* [Task to complete]: Rescale everything from the line containing "target: juniper tree" down to the line containing "672 213 L 665", both ends included, and reproduce those lines with the requests unchanged. Multiply each coordinate in the answer paths by 1.4 and round it to a whole number, with halves rounded up, and output only these lines.

═════ Task data ═════

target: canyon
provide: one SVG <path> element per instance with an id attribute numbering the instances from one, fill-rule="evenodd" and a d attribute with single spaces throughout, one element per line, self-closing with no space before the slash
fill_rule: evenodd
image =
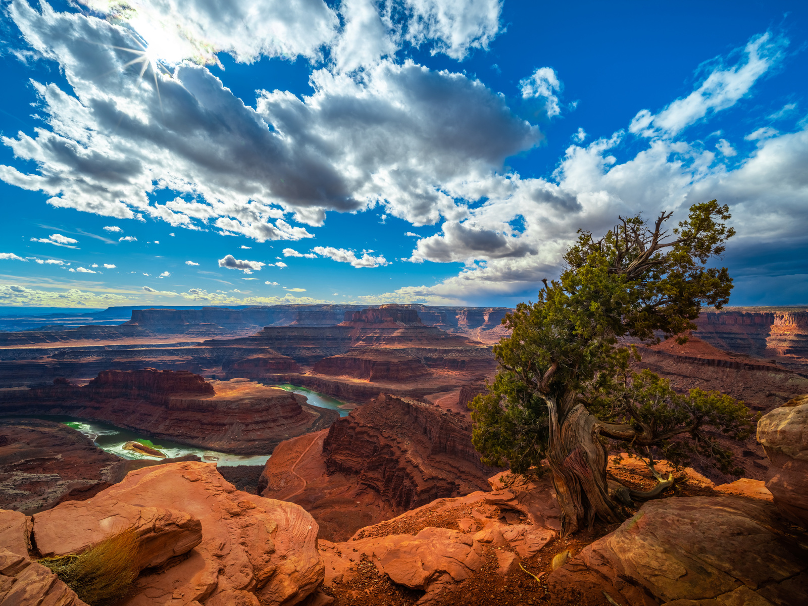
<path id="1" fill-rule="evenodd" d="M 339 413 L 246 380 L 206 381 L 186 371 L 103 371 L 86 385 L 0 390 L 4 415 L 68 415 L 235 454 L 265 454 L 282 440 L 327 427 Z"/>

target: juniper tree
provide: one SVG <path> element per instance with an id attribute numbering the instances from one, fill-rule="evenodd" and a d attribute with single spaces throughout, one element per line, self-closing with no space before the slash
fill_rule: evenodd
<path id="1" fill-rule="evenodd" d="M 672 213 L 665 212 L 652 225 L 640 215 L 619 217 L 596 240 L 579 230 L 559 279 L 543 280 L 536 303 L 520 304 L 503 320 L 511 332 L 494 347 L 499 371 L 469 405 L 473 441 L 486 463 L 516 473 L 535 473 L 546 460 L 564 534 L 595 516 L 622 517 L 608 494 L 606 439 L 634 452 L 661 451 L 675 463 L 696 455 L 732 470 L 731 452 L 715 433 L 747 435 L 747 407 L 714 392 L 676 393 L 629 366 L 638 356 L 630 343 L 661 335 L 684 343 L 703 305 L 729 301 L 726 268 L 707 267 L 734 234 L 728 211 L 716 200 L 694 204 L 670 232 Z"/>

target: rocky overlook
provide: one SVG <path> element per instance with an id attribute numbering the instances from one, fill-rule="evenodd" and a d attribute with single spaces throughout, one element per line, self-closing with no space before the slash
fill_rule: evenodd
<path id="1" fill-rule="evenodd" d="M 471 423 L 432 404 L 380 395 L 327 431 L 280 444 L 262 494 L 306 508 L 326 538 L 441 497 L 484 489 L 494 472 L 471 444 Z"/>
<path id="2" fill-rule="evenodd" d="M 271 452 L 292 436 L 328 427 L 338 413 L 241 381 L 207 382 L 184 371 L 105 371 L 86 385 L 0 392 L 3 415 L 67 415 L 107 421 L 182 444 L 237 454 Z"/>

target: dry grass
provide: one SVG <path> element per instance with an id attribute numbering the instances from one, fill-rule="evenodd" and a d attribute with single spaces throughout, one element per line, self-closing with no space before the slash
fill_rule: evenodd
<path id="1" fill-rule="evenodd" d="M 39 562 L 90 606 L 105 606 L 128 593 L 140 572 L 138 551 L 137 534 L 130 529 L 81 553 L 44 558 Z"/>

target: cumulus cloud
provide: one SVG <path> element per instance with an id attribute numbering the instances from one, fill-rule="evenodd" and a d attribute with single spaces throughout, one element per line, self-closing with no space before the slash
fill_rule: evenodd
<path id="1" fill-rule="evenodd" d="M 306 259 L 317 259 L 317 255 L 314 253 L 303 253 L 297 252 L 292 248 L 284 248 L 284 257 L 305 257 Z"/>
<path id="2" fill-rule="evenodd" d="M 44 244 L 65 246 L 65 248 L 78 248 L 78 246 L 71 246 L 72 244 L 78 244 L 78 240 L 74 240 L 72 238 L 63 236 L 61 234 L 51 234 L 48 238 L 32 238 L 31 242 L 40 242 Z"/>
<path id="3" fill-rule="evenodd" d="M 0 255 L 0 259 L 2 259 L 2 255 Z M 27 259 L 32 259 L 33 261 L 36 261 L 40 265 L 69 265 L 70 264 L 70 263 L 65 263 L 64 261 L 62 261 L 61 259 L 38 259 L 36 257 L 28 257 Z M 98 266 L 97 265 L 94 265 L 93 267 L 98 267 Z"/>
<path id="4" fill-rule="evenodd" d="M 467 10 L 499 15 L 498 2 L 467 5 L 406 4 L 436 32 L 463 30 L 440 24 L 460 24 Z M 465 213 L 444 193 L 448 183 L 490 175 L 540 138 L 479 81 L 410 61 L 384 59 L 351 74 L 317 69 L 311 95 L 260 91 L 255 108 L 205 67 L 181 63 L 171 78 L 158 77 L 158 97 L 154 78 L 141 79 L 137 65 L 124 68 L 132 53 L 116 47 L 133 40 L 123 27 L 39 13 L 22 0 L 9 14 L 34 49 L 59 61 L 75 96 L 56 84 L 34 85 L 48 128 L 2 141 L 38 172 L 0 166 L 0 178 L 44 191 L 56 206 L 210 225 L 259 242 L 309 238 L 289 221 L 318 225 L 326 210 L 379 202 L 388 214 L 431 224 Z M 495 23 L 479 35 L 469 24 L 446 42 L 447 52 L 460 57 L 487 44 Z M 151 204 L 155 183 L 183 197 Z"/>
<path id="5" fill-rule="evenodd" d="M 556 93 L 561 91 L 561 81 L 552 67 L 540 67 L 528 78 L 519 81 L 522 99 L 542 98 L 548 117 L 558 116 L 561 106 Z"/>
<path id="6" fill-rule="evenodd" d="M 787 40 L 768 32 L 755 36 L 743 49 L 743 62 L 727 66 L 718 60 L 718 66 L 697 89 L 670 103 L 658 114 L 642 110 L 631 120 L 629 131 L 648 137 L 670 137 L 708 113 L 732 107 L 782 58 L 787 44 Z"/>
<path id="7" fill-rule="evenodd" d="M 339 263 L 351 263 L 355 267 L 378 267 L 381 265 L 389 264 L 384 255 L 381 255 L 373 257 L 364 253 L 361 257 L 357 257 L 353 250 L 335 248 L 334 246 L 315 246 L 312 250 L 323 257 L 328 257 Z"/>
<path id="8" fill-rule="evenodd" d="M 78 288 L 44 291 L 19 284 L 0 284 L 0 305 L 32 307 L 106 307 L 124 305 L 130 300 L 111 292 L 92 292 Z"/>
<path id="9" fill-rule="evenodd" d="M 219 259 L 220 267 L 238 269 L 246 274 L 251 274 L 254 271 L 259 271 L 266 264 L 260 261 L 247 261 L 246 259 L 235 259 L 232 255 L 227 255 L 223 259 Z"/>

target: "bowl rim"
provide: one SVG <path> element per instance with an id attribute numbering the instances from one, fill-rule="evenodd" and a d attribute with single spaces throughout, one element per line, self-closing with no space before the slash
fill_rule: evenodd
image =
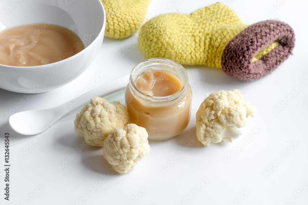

═════

* [Task result]:
target: juniper tree
provide: one SVG <path> element per instance with an id attribute numbering the instances from one, fill-rule="evenodd" and a d attribute with single spaces throughout, one element per line, self-closing with no space before the slash
fill_rule: evenodd
<path id="1" fill-rule="evenodd" d="M 941 298 L 931 297 L 913 315 L 896 301 L 867 304 L 834 336 L 811 322 L 783 391 L 760 392 L 750 424 L 728 426 L 704 448 L 715 465 L 692 486 L 699 519 L 657 567 L 662 617 L 680 648 L 722 662 L 749 662 L 764 644 L 790 748 L 833 722 L 871 724 L 851 692 L 848 615 L 888 633 L 925 631 L 945 648 L 974 637 L 1025 658 L 1023 633 L 1001 606 L 1046 609 L 1046 570 L 1000 549 L 946 550 L 881 512 L 893 498 L 882 480 L 925 469 L 958 480 L 984 427 L 1021 421 L 1016 375 L 990 374 L 1028 328 L 1019 295 L 1002 280 L 972 286 L 938 325 Z"/>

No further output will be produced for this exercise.